WHAT IS NEEDED: Express the items below as a two-column CSV headed request and points, with one row per item. Put each item's text under request and its answer under points, wrap every field in double quotes, and replace line breaks with spaces.

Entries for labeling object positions
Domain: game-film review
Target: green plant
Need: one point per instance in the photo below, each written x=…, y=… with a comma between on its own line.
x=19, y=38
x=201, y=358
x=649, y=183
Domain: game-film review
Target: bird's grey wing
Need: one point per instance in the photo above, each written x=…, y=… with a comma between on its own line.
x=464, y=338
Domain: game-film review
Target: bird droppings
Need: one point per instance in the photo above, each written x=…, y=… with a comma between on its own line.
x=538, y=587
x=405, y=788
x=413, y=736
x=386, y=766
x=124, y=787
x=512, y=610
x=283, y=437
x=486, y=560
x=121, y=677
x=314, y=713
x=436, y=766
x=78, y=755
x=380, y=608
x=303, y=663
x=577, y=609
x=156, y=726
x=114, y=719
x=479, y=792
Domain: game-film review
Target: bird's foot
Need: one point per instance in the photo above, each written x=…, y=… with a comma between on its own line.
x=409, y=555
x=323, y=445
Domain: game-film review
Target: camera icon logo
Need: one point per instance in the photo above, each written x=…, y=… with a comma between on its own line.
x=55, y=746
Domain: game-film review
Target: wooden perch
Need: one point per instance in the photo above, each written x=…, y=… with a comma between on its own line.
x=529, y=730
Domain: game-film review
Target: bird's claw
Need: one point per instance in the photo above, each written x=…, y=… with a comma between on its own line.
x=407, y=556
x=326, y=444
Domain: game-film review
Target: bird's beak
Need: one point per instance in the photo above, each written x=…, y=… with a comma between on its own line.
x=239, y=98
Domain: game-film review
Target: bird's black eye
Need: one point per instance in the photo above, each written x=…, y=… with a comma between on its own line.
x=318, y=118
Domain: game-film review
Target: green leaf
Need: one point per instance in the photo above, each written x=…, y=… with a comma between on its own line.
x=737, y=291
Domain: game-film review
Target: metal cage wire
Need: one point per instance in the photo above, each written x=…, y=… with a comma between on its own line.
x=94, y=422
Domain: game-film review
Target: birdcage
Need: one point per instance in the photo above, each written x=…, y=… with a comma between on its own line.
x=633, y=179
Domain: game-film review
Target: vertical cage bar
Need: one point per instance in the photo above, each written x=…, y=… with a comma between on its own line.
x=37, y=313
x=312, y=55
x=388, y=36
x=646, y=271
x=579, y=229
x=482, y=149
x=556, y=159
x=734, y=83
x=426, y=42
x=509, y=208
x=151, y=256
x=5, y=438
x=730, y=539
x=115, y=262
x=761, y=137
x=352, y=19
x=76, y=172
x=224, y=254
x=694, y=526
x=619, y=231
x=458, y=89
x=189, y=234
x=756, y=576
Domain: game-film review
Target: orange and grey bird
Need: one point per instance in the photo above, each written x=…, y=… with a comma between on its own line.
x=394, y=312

THE ANSWER:
request,points
"Domain: game-film review Target: green plant Need: one point per instance in the photo below, each written x=…, y=… with a comma between on its own line.","x=19, y=38 x=201, y=358 x=649, y=183"
"Domain: game-film review Target: bird's grey wing Need: one point per instance in the photo above, each written x=…, y=… with a comma between on its own line.","x=464, y=338"
"Domain: game-film review Target: bird droppings Need: one point per instance in the photo above, each written x=…, y=… with a comma between on its own line.","x=538, y=587 x=405, y=788 x=413, y=736 x=386, y=766 x=124, y=787 x=512, y=610 x=283, y=437 x=486, y=560 x=121, y=677 x=314, y=713 x=436, y=766 x=78, y=755 x=380, y=608 x=303, y=663 x=577, y=609 x=156, y=726 x=114, y=719 x=479, y=792"
"Domain: game-film review Target: bird's foot Need: one point per instance in the photo above, each written x=…, y=… with a comma between on its own line.","x=409, y=555 x=323, y=445"
"Domain: game-film review Target: camera icon logo Need: one point per instance in the photo above, each written x=…, y=… with a comma between on its own line.","x=55, y=746"
"Domain: game-film review Target: wooden perch Need: one point per instance in the photo above, each written x=…, y=… with a comma between on its own line.","x=529, y=730"
"Domain: game-film review Target: bird's claw Need: one point per instance in the photo above, each written x=…, y=… with a comma between on its own line.","x=407, y=556 x=326, y=444"
"Domain: game-film review Target: bird's beak Need: one point per instance in the photo above, each written x=…, y=… with a comma between on its own line.","x=239, y=98"
"Domain: game-film review Target: bird's black eye Need: one point per instance in the photo above, each written x=…, y=… with a comma between on its own line.","x=318, y=118"
"Domain: game-film review Target: green leaf Need: one point per instance in the photo above, each written x=…, y=… with a comma between on its own line.","x=737, y=291"
"Domain: game-film review Target: metal cage wire Need: one point per instance in the photo above, each written x=…, y=… with a comma between on its own line.","x=94, y=422"
"Domain: game-film review Target: birdcage Need: one point per instance in the photo above, each written x=…, y=… with a comma between on its own line.","x=633, y=179"
"Domain: game-film review Target: vertical cage bar Need: one point per instance in the photo above, each written x=…, y=… with a comma between on its own line.","x=37, y=313 x=312, y=55 x=388, y=36 x=646, y=271 x=579, y=229 x=482, y=149 x=556, y=159 x=734, y=83 x=426, y=42 x=509, y=208 x=151, y=256 x=5, y=438 x=730, y=539 x=115, y=262 x=761, y=137 x=352, y=19 x=76, y=172 x=224, y=254 x=694, y=526 x=619, y=231 x=458, y=89 x=189, y=234 x=756, y=576"
"Domain: game-film review Target: orange and grey bird Need: one point per instance in the photo above, each written x=…, y=… with a comma between on its own line.","x=394, y=312"